### WHAT THE TASK ASKS:
Copy every line below word for word, leaving out the pictures.

--- PROVIDED DATA ---

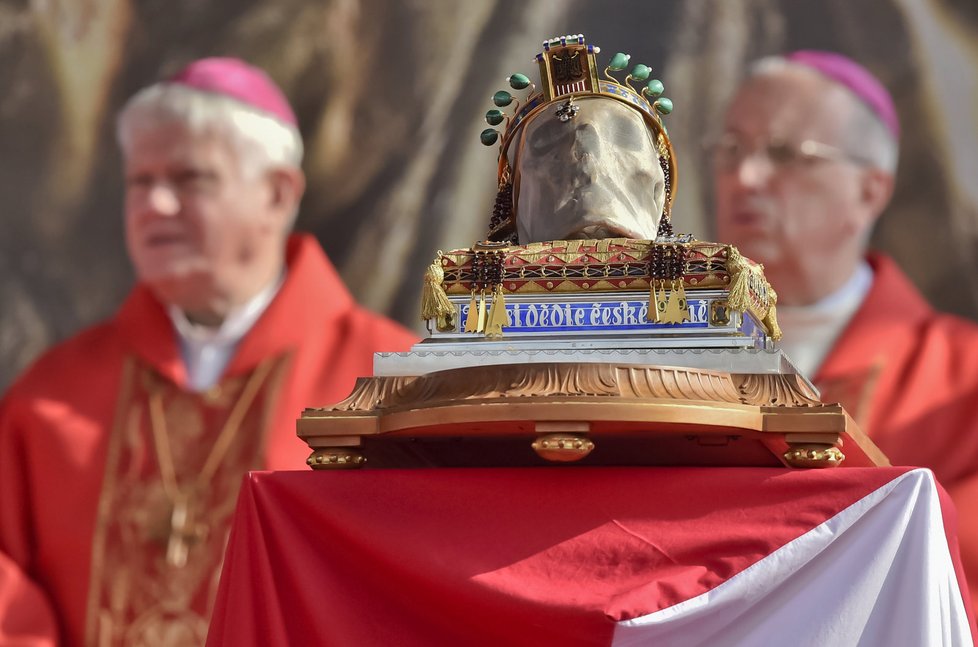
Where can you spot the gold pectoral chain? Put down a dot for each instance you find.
(184, 528)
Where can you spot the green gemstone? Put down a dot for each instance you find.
(519, 81)
(618, 62)
(502, 98)
(640, 72)
(654, 88)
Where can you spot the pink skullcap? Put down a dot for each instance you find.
(856, 78)
(236, 79)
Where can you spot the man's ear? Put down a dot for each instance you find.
(287, 186)
(876, 191)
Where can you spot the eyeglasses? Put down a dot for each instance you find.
(730, 151)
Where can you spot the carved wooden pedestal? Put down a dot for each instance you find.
(600, 414)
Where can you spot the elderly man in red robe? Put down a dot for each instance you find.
(122, 449)
(802, 172)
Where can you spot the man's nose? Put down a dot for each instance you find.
(587, 147)
(163, 200)
(753, 170)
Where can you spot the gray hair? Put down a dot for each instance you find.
(865, 133)
(260, 141)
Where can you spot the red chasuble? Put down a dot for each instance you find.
(909, 377)
(117, 484)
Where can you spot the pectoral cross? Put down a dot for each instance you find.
(184, 532)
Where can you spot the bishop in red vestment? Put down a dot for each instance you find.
(804, 168)
(122, 449)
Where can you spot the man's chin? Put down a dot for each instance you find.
(178, 286)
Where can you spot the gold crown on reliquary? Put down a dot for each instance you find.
(568, 72)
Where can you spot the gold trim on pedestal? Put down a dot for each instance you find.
(562, 448)
(334, 458)
(814, 455)
(566, 410)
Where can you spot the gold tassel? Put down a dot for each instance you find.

---

### ANSWER TO THIS TASK:
Where can you spot the gold pectoral chain? Put down a dot for each instance you find.
(184, 528)
Where can you spot the green gemstone? Put down a dot for each instance you find.
(519, 81)
(618, 62)
(502, 98)
(640, 72)
(654, 88)
Where can you spot the pink skullcap? Put down a dot for each instance you find.
(856, 78)
(236, 79)
Where can you spot the man's ear? Put down a dot for each instance you find.
(287, 186)
(876, 191)
Where can you spot the eyeglasses? Put down a dot for each instance you find.
(730, 151)
Where can you spot the carved wooden pedestal? Put down a dot for each instance you find.
(600, 414)
Where can you spot the elderly man in red robe? Put down a dot for each instance you find.
(122, 449)
(802, 172)
Where can you spot the man's nose? Put down a dot for each instance you find.
(587, 147)
(163, 200)
(753, 170)
Where can you spot the gray hair? Put down a dot for each instance you find.
(865, 133)
(260, 141)
Where can you spot the red chasuble? Put down a dot for each instance you find.
(909, 377)
(117, 484)
Where can you spot the pectoral cross? Put down a dot for each instance you find.
(184, 532)
Where can you spot the bishop in red vestment? Put down a dot for each instance you find.
(804, 168)
(122, 449)
Where can you spot the man's chin? Put down a dot for each instance you find.
(178, 286)
Where can you spot the gold crown on reliquary? Put down a dot for each instance you find.
(568, 72)
Where can you spot the gold trim on pedestal? Put down a dot for each instance you find.
(562, 448)
(334, 458)
(814, 455)
(566, 410)
Where can you spot the gold tassel? Put down a dot for each instance you find.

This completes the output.